▶ [EXTRAIT]:

Ma grand-mère au village faisait comme ça

Ma grand-mère au village faisait comme ça

Être aidant, ce n’est pas la même chose quand on vit en France, en Suède, aux Etats-Unis, en Chine, au Maroc ou au Cameroun. Dans certaines cultures, l’aide se conçoit et se vit essentiellement au sein de la famille : c’est aux proches qu’il incombe de prendre soin d’un plus fragile. Dans d’autres pays, à l’inverse, l’aide s’organise collectivement pour décharger les proches de cette responsabilité, qui revient à la société toute entière.

À une échelle plus fine, les différences s’observent aussi dans une diversité des manières de considérer le proche fragile et de s’occuper de son corps et de sa personne. Différences que vivent au quotidien les aides à domicile qui interviennent auprès de familles d’origine étrangère. Auprès de ces aidants-là, ils ou elles doivent composer avec d’autres façons de prendre soin.

Lundi midi. Je croise une de mes collègues aide-soignante dans les locaux de l’association qui nous salarie. Je la sens préoccupée. « Tu sais, me dit-elle, Madame Bouba, la dame de la cité des Fleurs. Tu la connais non ? Avant, c’était sa fille qui s’occupait d’elle. Maintenant, c’est une de ses nièces qui vit avec elle. Elle parle à peine français. Je me demande s’il ne faudrait pas faire un signalement… » 

Le mot est lâché. Instantanément, j’imagine ce qui a pu arriver à cette femme qui n’est plus dans mon secteur habituel et chez qui je ne vais plus qu’une fois de temps en temps. Une Camerounaise, âgée, très dépendante, qui vit seule dans un petit appartement dont elle ne sort presque jamais. Elle refuse le fauteuil roulant mais ne peut quasiment plus marcher seule. Est-ce que cette nièce lui refuse les soins ? Les relations entre elles sont-elles difficiles ? Ma collègue a-t-elle constaté que la dame était mal nourrie ?

▶ [CONSIGNE]: Résumez l'extrait en deux phrases.

▶ [ENTRÉES]:
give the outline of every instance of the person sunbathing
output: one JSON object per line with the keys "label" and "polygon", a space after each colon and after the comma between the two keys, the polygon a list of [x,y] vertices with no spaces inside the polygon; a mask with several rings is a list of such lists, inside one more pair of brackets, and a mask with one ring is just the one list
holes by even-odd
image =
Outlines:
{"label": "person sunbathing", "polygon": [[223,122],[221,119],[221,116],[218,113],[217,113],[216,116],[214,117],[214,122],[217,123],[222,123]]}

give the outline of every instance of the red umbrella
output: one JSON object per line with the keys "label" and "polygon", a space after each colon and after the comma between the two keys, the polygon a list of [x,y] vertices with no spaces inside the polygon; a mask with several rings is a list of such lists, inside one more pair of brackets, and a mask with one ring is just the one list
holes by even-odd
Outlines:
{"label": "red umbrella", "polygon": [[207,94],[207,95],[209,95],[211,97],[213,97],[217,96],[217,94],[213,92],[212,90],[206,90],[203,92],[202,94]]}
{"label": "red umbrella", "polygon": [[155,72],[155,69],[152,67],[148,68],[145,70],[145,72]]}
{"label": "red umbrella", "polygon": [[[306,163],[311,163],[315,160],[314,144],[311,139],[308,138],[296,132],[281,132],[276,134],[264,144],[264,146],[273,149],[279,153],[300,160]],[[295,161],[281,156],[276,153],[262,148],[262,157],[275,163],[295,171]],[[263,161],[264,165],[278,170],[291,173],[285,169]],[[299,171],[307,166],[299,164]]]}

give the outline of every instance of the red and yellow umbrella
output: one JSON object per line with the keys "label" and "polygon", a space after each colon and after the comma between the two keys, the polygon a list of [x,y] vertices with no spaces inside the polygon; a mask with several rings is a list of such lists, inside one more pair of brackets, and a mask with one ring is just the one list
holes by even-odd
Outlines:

---

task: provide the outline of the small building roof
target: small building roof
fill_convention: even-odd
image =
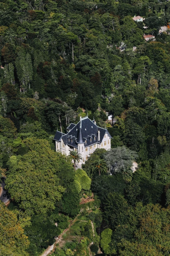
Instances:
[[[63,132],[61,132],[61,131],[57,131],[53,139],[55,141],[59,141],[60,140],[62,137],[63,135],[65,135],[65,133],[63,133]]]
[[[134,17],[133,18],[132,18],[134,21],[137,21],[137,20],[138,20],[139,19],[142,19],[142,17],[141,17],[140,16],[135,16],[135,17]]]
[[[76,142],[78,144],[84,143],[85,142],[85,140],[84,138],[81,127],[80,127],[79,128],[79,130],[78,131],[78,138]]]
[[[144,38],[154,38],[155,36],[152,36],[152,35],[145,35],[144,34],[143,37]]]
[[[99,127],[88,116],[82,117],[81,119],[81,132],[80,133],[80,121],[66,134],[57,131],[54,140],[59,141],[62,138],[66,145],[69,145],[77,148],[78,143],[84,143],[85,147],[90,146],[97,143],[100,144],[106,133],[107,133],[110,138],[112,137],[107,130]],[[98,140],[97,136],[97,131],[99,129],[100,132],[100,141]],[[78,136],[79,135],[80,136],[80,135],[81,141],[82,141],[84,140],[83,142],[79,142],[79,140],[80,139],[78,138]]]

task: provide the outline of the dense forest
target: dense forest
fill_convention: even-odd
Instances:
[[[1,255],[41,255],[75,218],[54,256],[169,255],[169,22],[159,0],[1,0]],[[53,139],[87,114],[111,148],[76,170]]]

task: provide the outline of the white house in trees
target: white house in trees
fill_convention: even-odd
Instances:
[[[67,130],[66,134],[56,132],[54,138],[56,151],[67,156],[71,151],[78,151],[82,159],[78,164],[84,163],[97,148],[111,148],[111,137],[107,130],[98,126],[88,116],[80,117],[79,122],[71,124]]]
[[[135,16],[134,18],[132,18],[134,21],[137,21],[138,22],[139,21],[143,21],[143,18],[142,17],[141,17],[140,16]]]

--

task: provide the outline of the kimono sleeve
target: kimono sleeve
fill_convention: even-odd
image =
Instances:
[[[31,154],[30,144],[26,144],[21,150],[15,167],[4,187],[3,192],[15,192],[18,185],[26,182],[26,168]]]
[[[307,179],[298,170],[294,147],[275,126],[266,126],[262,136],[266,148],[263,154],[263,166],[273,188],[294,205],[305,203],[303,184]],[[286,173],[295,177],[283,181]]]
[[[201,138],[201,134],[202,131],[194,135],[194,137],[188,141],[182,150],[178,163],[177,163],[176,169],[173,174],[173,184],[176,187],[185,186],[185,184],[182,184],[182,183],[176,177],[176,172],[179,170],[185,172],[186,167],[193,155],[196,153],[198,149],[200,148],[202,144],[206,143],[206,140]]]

▶ [RÉPONSE ATTENDUE]: Le rôle d'aidant varie selon les pays : certaines cultures confient l'aide aux proches au sein de la famille, d'autres l'organisent collectivement pour les décharger de cette responsabilité. Les aides à domicile qui interviennent auprès de familles d'origine étrangère doivent ainsi composer avec d'autres façons de prendre soin, comme le montre une collègue aide-soignante qui se demande s'il faudrait faire un signalement pour Madame Bouba, une Camerounaise âgée et très dépendante qui vit désormais avec une nièce parlant à peine français.